#### Goal
Your task is to output the entries below word for word.

** Begin **

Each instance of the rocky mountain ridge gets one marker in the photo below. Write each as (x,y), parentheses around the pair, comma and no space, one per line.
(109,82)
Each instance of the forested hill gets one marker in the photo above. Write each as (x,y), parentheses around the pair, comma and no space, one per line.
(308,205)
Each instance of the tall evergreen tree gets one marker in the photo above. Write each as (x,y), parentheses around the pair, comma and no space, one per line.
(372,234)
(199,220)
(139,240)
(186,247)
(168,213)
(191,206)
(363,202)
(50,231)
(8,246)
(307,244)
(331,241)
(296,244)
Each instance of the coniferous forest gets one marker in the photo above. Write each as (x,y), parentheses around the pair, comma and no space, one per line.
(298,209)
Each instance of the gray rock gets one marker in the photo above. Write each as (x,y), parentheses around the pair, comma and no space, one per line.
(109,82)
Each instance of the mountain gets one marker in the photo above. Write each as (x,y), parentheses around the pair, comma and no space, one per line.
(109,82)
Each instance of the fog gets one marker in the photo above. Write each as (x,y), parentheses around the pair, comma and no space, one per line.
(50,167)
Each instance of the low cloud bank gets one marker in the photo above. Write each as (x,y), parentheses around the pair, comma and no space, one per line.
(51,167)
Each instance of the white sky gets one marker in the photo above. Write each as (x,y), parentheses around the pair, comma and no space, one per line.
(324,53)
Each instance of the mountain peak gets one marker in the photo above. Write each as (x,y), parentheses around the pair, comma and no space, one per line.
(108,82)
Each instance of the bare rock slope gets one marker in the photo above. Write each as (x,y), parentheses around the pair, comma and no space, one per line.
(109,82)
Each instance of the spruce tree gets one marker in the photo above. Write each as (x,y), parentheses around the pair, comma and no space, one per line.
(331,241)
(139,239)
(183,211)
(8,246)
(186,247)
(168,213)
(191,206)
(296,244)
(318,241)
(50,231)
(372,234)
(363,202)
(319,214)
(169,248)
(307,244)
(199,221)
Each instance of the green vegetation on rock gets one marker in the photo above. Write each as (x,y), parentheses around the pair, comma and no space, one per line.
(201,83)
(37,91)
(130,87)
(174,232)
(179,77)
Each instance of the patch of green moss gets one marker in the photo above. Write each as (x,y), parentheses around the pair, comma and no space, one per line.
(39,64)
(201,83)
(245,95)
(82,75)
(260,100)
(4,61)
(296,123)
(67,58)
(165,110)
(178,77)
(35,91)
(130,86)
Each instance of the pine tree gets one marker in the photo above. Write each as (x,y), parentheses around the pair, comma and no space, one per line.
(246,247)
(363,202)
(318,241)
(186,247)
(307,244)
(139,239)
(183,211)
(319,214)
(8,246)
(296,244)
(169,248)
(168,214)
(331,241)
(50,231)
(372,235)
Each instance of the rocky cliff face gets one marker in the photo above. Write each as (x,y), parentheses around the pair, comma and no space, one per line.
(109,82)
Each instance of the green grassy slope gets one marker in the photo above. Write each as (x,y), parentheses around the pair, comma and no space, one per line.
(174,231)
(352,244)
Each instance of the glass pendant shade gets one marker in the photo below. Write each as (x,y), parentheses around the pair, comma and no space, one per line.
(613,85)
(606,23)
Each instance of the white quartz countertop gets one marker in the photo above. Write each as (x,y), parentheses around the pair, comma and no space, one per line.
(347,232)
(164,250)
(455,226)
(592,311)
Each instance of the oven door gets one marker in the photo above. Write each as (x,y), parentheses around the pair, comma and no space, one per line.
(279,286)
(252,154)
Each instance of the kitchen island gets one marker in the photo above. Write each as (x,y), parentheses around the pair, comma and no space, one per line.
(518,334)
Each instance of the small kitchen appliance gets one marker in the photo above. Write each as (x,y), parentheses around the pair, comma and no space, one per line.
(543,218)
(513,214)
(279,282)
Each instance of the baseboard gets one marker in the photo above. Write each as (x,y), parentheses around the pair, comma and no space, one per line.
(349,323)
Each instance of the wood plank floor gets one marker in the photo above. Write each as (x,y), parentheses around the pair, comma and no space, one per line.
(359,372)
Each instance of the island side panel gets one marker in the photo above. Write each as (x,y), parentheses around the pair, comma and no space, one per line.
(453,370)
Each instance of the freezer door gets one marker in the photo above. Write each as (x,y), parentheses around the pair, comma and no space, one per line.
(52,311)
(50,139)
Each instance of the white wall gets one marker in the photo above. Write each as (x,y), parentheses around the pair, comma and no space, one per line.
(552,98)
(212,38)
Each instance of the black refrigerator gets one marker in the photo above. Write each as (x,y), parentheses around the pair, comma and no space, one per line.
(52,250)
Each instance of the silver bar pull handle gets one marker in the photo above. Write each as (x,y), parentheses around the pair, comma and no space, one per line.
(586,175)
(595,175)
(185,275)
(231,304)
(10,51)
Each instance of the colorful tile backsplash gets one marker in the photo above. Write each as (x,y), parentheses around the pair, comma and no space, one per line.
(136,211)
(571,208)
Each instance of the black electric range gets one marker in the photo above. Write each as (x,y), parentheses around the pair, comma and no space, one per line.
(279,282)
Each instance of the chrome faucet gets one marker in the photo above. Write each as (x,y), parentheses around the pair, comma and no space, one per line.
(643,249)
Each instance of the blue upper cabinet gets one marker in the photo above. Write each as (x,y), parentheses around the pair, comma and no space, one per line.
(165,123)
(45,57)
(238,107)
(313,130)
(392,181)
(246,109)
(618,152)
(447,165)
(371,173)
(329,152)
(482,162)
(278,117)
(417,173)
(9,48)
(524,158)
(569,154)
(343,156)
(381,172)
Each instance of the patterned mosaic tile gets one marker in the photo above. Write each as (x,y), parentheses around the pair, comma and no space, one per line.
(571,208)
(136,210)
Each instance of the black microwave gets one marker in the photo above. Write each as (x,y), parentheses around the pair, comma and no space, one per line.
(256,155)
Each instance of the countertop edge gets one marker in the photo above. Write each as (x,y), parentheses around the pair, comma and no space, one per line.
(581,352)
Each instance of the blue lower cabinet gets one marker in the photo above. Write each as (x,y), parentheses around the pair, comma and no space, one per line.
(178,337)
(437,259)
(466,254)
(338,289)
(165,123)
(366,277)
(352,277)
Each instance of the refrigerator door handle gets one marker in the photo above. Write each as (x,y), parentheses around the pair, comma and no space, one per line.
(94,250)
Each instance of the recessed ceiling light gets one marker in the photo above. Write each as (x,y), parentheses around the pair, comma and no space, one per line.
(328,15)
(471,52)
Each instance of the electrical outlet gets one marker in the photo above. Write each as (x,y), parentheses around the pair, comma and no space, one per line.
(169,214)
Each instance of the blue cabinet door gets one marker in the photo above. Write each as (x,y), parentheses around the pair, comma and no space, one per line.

** End **

#### Task solution
Each instance of the rocky mountain ridge gets one marker in the photo below. Write each as (x,y), parentheses around the pair, comma and no space, one per line.
(109,82)
Each instance of the forested hill gets one marker in the photo above. Write each as (x,y), parentheses around the pair, comma and no space, one per line.
(308,205)
Each instance of the tall evergreen tree gets one marker in the photo above. Write each as (x,y), parentheses around the pair, comma and no space, one per line.
(372,234)
(199,220)
(139,240)
(186,247)
(168,213)
(191,206)
(363,202)
(50,231)
(8,246)
(307,244)
(331,241)
(296,244)
Each instance of the coniferous forest gets one marker in the photo above. Write each as (x,y), parentheses around the pair, comma and no space, one per line.
(298,209)
Each instance of the gray rock gets one marker in the photo above. Write each as (x,y), parentheses around the pair, comma and no space, one per line.
(109,82)
Each instance of the mountain gets one marker in the photo above. Write each as (x,y), parentheses around the pair, comma and no space, one per line.
(109,82)
Each instance of the fog gets one marker in the photo above. Write each as (x,y), parentheses around the pair, comma and no space, one per line.
(50,167)
Each instance of the low cloud bank gets one marker in the photo above. Write each as (x,y), parentheses around the pair, comma and no space, one per line.
(51,167)
Each instance of the white sky gets one marker in the photo above. Write each as (x,y), parentheses around the pair, comma and no space, one per line.
(324,53)
Each instance of the mountain peak gets one marker in the photo above. Write each as (x,y), parentheses around the pair, comma and no space, one per line.
(108,82)
Each instance of the bare rock slope gets one marker in the photo above. Write each as (x,y), parentheses around the pair, comma and no space, one per line.
(109,82)
Each instance of the spruce tree gets one marker in the photo above. Write each as (x,y), parentheses around the pair, comma and no space, one per line.
(331,241)
(139,239)
(183,211)
(8,246)
(186,247)
(168,213)
(191,206)
(296,244)
(318,241)
(50,231)
(372,234)
(363,202)
(319,214)
(169,248)
(307,244)
(199,221)
Each instance of the green vegetation on rock gets one marker in the photo above. Write each as (x,y), parentheses around the pair, comma and no space, one per line.
(201,83)
(37,91)
(130,87)
(174,232)
(179,77)
Each instance of the patch of green moss gets one marker in the photo above. Write each as (x,y), parentheses around the pair, comma and no space, one per line.
(39,64)
(201,83)
(245,95)
(82,75)
(260,100)
(4,61)
(296,123)
(67,58)
(165,110)
(178,77)
(35,91)
(130,86)
Each instance of the pine tree gets one marker in the photo above. Write each as (x,y), parentheses around the pair, comma and no space, one per line.
(246,247)
(363,202)
(318,241)
(186,247)
(307,244)
(139,239)
(183,211)
(319,214)
(8,246)
(296,244)
(169,248)
(168,214)
(331,241)
(50,231)
(372,235)
Each instance of the rocky cliff face gets one marker in the photo above. Write each as (x,y), parentheses around the pair, comma and no space, one per line.
(109,82)
Each instance of the green grassy slope gets one marker in the photo above. Write each as (x,y), parentheses around the pair, comma and no space, one per line.
(174,231)
(352,244)
Each instance of the glass pendant shade gets one marker in the photo below. Write each as (x,y), parentheses around the pair, comma and no space, one per line.
(613,85)
(606,23)
Each instance of the white quartz countertop gets one marker in the photo above. Write each as (x,y), parentheses around the pair, comma and no space, one per line.
(347,232)
(164,250)
(455,226)
(592,311)
Each instance of the oven door gets one marker in the photo above. Write each as (x,y), parentheses around the pair, comma and no space, one per line.
(279,286)
(252,154)
Each instance of the kitchen island gets one marker in the photo above. Write each as (x,y), parentheses around the pair, comma and no space, one per line.
(518,334)
Each instance of the small kitchen appliance gets one marker in the photo above. Write each as (x,y), parentheses around the pair, comma and no space, one per line.
(543,218)
(513,214)
(279,282)
Each instance of the baseboard gets one marker in the photo above. Write each as (x,y), parentheses around the pair, comma and no space, one per line.
(349,323)
Each instance of the wood plank floor gets one marker in the photo above. Write each as (x,y), parentheses around the pair, comma and no space, one per line.
(359,372)
Each instance of the island side panel gets one marker in the photo above. Write each as (x,y), parentheses around the pair, comma and no space, one per line.
(453,370)
Each instance of the freezer door gets one marker in the photo above. Write each as (x,y), parentheses around the pair, comma and no space, one per line.
(52,311)
(50,139)
Each instance of the white wall gets one marker in the photo above. Write each as (x,y), parentheses around the pair, comma and no space, one per line.
(552,98)
(212,38)
Each instance of the black refrigerator gets one marker in the photo above. Write each as (x,y), parentheses around the pair, comma and no space, one per line.
(52,250)
Each instance of the silver bar pull handle gets one marker in the photo above. Write each as (x,y), parentheses around the pair, comma and no space, one per line.
(586,175)
(595,175)
(185,275)
(231,304)
(10,51)
Each instance of the colorful tile backsplash gets one marker in the photo above. Write each as (x,y), parentheses around the pair, comma and no space, one per line.
(136,211)
(571,208)
Each instance of the black electric range gets one marker in the photo above. Write each as (x,y), parentheses around the pair, comma and no space, one per line.
(279,282)
Each instance of the chrome faucet gets one marker in the photo above. Write each as (x,y), parentheses around the pair, comma and no space, one per line.
(643,249)
Each instance of the blue upper cabinet gets one marker in the photo above. Write each as (x,y), parentheses around the pair, comma and no space, one per line.
(165,123)
(45,57)
(238,107)
(313,130)
(392,181)
(246,109)
(618,152)
(447,165)
(371,173)
(329,152)
(482,162)
(278,117)
(417,173)
(9,48)
(524,158)
(569,154)
(343,156)
(381,172)
Each instance of the patterned mosaic tile gets one marker in the photo above. Write each as (x,y), parentheses around the pair, comma and no space, one per line.
(571,208)
(136,210)
Each instance of the black microwave gets one marker in the photo above. Write each as (x,y), parentheses around the pair, comma and no space, one per line.
(256,155)
Each instance of the countertop edge gets one marker in the photo above. Write each as (x,y), parentheses around the pair, comma and no space, one per line.
(581,352)
Each instance of the blue lower cabinet gets one marker in the photo above. Write each as (x,y), parentheses around the pair, comma and no space, one per line.
(178,337)
(437,259)
(466,254)
(338,289)
(165,123)
(366,277)
(352,277)
Each instance of the refrigerator door handle gets one marker in the photo above. Write each as (x,y), parentheses around the pair, comma and no space, one per line.
(94,250)
Each instance of the recessed ceiling light gets one marker in the photo above. Write each as (x,y), parentheses around the pair, comma and no space, one per line.
(328,15)
(471,52)
Each instance of the electrical outlet gets one marker in the photo above. Write each as (x,y), parentheses around the pair, comma and no space, one per line.
(169,214)
Each instance of the blue cabinet door gets one marker in the photo above. Write each as (x,y), parentheses around the pair, comma and no space, one per line.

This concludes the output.